- [DIRECTION]: Print the listing below word for word, beginning with its first line and stopping after the line that contains "x=492 y=137".

********************

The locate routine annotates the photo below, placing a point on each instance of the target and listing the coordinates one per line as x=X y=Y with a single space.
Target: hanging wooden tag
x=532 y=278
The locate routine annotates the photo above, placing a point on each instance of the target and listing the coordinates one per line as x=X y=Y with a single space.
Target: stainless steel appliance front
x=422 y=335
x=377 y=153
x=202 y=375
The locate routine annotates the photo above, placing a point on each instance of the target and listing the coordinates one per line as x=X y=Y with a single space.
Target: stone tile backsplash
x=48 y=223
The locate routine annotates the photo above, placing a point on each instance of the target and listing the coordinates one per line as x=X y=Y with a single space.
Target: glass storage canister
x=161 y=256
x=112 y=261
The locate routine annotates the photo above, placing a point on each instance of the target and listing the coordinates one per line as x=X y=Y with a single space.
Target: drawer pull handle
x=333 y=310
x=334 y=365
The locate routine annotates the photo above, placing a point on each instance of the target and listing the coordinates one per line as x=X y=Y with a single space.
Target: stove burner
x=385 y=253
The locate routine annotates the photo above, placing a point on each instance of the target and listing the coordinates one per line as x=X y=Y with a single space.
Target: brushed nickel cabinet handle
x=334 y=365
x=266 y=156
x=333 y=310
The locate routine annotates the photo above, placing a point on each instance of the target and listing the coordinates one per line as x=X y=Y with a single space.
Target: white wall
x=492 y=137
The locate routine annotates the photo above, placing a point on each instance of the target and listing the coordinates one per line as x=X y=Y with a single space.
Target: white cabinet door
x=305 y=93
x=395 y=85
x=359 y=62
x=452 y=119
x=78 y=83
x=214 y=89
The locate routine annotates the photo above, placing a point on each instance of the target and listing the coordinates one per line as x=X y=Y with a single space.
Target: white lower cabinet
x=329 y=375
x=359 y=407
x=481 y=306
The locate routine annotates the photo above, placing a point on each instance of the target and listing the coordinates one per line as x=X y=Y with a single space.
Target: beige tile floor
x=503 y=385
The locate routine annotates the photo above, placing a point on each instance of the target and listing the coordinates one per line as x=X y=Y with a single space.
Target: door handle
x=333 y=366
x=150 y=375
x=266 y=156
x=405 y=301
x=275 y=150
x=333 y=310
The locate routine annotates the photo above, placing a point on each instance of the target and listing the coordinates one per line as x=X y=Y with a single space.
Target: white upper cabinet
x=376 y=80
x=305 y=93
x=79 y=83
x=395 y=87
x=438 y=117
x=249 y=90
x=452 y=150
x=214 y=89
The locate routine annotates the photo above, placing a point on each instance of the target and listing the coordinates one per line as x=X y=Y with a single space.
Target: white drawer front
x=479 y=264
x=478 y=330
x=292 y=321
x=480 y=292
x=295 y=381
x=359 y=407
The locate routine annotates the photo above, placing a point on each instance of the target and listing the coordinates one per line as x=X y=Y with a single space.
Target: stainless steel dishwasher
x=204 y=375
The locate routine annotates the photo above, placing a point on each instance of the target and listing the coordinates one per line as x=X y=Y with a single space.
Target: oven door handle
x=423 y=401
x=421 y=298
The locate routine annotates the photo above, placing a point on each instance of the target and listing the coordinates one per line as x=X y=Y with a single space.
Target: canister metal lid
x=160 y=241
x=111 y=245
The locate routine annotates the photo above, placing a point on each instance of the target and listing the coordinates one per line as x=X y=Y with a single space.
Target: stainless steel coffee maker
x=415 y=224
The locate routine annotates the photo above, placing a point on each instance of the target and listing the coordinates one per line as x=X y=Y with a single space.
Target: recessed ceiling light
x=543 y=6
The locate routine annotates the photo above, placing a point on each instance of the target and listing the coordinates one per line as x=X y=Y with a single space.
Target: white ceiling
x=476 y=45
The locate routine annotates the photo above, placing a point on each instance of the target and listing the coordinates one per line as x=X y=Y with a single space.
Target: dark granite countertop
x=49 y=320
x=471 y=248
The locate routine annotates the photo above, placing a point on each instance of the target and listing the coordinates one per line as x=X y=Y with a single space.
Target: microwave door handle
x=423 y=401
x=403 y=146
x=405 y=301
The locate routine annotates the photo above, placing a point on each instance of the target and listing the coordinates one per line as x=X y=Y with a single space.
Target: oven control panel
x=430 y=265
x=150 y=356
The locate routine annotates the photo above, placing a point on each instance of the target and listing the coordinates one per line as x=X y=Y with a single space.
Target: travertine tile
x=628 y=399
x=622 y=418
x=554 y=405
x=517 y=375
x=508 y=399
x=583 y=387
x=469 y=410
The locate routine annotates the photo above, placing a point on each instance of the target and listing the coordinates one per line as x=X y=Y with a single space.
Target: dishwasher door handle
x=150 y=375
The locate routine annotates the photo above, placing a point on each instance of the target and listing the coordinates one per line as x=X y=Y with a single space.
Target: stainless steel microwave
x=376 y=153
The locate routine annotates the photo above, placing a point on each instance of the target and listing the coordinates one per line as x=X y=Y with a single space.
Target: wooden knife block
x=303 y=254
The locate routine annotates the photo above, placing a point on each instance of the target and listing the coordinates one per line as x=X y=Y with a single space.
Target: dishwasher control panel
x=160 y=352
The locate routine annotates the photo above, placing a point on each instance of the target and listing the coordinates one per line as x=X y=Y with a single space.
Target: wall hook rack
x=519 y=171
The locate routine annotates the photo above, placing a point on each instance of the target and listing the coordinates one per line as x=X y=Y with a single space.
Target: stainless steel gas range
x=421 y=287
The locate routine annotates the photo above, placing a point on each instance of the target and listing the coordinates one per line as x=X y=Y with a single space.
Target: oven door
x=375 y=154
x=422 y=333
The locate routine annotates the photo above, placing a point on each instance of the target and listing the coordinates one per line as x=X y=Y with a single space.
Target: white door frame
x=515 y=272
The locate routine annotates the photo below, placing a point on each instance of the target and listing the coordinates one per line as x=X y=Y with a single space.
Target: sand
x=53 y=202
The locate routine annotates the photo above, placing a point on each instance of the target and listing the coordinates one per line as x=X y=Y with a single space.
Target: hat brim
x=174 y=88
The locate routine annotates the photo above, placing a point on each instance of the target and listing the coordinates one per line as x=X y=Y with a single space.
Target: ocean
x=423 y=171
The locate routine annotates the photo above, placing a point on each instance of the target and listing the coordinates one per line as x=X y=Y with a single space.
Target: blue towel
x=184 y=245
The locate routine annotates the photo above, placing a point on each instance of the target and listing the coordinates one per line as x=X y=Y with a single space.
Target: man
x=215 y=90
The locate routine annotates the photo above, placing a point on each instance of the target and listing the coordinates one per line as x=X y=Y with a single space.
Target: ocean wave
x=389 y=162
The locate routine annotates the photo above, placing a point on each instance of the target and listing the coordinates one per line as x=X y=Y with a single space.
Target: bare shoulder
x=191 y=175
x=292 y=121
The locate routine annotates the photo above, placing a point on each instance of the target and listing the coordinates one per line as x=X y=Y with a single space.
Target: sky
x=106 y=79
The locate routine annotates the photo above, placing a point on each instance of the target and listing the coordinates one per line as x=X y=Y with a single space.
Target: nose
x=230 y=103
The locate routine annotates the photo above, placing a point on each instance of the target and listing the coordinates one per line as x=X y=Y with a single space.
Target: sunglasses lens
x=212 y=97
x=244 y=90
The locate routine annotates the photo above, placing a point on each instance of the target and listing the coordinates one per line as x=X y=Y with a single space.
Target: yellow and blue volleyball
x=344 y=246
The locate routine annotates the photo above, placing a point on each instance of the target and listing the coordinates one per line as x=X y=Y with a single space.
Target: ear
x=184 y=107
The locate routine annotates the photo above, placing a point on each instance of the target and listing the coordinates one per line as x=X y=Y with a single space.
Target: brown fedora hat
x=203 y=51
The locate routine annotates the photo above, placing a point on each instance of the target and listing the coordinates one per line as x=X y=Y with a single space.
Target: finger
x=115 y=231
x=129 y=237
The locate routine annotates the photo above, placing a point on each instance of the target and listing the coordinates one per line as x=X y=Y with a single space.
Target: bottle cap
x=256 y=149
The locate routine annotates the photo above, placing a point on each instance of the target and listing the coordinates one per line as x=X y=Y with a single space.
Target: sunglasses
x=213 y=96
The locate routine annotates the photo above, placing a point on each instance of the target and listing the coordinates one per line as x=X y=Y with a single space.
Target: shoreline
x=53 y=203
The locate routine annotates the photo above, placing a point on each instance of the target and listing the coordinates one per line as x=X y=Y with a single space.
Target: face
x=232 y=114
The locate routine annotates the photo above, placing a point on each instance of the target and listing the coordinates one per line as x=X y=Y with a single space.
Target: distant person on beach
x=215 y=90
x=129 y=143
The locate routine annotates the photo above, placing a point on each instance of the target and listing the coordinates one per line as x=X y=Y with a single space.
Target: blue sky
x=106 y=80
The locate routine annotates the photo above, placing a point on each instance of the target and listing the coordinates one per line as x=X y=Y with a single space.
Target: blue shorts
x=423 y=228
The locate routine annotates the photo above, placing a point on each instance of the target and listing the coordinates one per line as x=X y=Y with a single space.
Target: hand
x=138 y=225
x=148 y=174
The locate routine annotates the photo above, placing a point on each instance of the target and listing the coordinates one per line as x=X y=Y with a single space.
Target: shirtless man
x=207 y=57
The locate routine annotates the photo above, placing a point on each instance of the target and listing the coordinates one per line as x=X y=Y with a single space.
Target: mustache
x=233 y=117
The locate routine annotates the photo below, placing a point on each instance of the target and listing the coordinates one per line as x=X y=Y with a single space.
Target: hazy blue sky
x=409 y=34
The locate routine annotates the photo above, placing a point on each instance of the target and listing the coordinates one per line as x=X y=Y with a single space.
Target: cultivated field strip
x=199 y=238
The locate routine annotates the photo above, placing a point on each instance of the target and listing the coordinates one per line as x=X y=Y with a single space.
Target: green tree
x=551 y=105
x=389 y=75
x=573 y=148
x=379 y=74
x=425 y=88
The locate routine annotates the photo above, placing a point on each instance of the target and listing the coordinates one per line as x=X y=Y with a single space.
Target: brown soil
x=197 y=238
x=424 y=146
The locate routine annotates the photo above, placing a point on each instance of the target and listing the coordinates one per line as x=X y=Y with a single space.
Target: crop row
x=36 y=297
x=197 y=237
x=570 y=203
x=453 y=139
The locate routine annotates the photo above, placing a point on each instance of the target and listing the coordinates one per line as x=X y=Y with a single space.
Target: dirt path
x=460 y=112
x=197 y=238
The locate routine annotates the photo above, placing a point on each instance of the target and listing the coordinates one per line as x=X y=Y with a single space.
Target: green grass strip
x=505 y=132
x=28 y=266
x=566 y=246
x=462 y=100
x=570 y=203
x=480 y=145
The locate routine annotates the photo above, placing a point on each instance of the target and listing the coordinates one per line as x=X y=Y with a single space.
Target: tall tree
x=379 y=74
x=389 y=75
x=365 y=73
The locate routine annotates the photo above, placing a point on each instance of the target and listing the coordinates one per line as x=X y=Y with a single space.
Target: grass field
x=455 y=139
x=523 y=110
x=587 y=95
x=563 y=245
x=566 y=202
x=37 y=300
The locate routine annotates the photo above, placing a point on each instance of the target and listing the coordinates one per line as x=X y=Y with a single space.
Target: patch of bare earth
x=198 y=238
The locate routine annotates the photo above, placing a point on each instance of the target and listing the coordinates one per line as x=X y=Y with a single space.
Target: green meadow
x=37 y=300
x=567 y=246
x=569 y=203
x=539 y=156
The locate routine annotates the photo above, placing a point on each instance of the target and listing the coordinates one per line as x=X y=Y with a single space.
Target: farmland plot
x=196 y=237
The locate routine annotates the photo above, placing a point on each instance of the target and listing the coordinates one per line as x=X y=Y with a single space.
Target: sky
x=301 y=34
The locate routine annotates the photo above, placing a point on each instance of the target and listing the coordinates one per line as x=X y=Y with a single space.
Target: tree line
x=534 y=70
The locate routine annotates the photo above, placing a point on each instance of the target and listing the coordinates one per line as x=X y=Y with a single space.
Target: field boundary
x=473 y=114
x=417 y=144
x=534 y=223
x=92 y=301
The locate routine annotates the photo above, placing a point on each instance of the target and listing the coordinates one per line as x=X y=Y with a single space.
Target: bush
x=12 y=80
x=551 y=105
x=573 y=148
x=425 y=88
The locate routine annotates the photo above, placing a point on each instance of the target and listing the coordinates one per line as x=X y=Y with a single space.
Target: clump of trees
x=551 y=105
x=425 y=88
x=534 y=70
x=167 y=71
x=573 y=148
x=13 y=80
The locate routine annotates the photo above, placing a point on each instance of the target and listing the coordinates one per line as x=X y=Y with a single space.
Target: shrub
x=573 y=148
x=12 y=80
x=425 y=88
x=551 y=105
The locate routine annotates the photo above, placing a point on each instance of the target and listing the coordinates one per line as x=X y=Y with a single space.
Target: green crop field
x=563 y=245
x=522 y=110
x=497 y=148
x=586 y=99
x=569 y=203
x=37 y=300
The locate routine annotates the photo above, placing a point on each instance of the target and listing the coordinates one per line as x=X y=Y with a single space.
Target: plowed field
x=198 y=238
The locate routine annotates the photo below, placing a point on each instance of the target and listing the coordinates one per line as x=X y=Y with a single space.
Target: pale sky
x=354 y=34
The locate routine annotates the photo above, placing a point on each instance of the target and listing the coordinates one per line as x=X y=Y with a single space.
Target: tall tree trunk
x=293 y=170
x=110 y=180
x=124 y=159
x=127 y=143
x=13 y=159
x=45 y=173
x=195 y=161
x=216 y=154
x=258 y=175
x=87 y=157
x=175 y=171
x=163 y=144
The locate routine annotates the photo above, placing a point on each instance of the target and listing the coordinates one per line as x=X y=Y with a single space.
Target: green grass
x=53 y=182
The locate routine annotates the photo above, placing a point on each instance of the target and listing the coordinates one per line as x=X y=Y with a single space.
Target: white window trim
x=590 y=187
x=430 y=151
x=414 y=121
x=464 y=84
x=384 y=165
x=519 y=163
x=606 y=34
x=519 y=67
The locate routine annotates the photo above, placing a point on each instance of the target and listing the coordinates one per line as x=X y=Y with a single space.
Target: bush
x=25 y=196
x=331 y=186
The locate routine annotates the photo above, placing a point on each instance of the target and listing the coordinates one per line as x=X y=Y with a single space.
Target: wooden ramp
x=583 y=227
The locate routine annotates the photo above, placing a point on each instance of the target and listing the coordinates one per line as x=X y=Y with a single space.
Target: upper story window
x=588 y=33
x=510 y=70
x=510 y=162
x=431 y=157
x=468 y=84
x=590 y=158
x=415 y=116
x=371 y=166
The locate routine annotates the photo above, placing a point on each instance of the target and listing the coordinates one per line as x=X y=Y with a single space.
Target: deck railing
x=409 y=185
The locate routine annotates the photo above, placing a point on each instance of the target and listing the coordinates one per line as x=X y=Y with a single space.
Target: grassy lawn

********************

- [SOLVED EXERCISE]:
The locate routine annotates the photo below, placing a point on each instance of the target and listing the coordinates one per line as x=X y=Y with a single space.
Target: hanging wooden tag
x=532 y=278
The locate routine annotates the photo above, placing a point on each instance of the target and listing the coordinates one per line as x=X y=Y with a single space.
Target: stainless steel appliance front
x=422 y=335
x=377 y=153
x=202 y=375
The locate routine annotates the photo above, placing a point on each instance of the target and listing the coordinates one per line as x=X y=Y with a single space.
Target: stone tile backsplash
x=48 y=223
The locate routine annotates the photo above, placing a point on each instance of the target and listing the coordinates one per line as x=X y=Y with a single space.
Target: glass storage canister
x=161 y=256
x=112 y=261
The locate routine annotates the photo above, placing a point on each instance of the target and listing the coordinates one per line as x=X y=Y with a single space.
Target: drawer pull handle
x=333 y=310
x=334 y=365
The locate routine annotates the photo above, placing a point on each instance of the target and listing the coordinates one per line as x=X y=Y with a single space.
Target: stove burner
x=385 y=253
The locate routine annotates the photo above, placing a point on each instance of the target and listing the coordinates one per line as x=X y=Y with a single space.
Target: brushed nickel cabinet handle
x=334 y=365
x=266 y=156
x=333 y=310
The locate routine annotates the photo above, placing a point on each instance of the target and listing the coordinates one per line as x=X y=Y with a single space.
Target: white wall
x=492 y=137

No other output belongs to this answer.